_Stated problem_
Each record below should be repeated precisely as written.

● ● ● ●

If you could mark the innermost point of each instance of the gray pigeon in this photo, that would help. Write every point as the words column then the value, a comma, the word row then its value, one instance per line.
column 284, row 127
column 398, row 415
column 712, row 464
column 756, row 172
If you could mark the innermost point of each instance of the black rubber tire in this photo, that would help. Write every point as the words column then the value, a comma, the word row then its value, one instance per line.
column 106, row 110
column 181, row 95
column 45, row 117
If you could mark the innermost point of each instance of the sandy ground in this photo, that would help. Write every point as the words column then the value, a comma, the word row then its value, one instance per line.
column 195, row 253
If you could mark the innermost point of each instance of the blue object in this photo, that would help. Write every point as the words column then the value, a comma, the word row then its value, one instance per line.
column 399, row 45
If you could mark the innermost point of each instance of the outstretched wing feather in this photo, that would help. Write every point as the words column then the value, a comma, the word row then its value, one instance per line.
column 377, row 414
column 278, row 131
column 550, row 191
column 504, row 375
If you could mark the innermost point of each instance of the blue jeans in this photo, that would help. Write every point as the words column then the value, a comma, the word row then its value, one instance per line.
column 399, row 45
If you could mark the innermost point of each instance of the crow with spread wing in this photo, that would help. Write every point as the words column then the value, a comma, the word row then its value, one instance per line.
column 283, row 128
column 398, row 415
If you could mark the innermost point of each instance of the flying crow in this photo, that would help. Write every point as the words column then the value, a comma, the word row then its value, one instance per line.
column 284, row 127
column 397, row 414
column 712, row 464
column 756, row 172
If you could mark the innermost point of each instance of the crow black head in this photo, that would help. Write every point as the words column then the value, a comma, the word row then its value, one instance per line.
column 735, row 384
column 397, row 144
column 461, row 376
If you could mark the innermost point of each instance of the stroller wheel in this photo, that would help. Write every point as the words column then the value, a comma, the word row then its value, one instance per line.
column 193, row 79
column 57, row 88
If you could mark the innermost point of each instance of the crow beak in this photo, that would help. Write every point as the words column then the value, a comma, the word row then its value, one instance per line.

● ● ● ●

_Result of the exercise_
If you could mark the innermost point of each instance of the gray pigeon in this photo, that would help. Write every point as the words column then the value, a comma, the word row then its value, one instance per line.
column 284, row 127
column 398, row 415
column 712, row 464
column 756, row 172
If you could mark the innermost point of each instance of the black rubber tire in this photo, that would help. Write every point as the words column then the value, a comma, the word row then its value, one instance per line.
column 106, row 110
column 181, row 95
column 45, row 117
If you could mark the innermost point of each instance of the sandy ground in this photo, that would help. Write every point as the words column then the value, a comma, the word row then its value, one instance per line.
column 195, row 253
If you could mark the innermost point of each instance of the blue object in this photo, that would help. Write every point as the words column then the value, a comma, the word row then its value, one instance per line.
column 399, row 45
If you could mark the innermost point of each instance of the outstretched wing feather in this photo, that would help. Write every point as the words column then the value, a comma, the word row then its value, one instance per line.
column 377, row 414
column 278, row 131
column 550, row 191
column 504, row 375
If you could mark the innermost point of each instance of the blue jeans in this photo, that would help. Write every point as the words column then the value, a comma, the word row then its value, one instance per line.
column 399, row 45
If you could mark the innermost point of each instance of the crow with spread wing in this photo, that would help. Write every point as the words column then the value, a comma, the word row then its value, one instance per line.
column 283, row 128
column 398, row 415
If you could mark the innermost point of each instance of the flying crow in this photo, that would help. Write every point as the words column then the value, a comma, the word row then its value, one instance per line.
column 284, row 127
column 397, row 414
column 712, row 464
column 756, row 172
If you could mark the innermost point of each instance of the crow black head in this photo, that would help. Write every point as the words column then the value, a comma, the word row then its value, one instance per line.
column 735, row 384
column 397, row 144
column 461, row 376
If you could mark the innermost point of each instance of the stroller wheel in this photo, that would help. Write every point as the words column then the value, a comma, the word row then its value, one instance per line.
column 193, row 79
column 57, row 88
If you could mark the innermost point of each instance of the crow beak in this photo, that would help. Write every point as the words column then the value, a comma, the word row then its value, one instance per line.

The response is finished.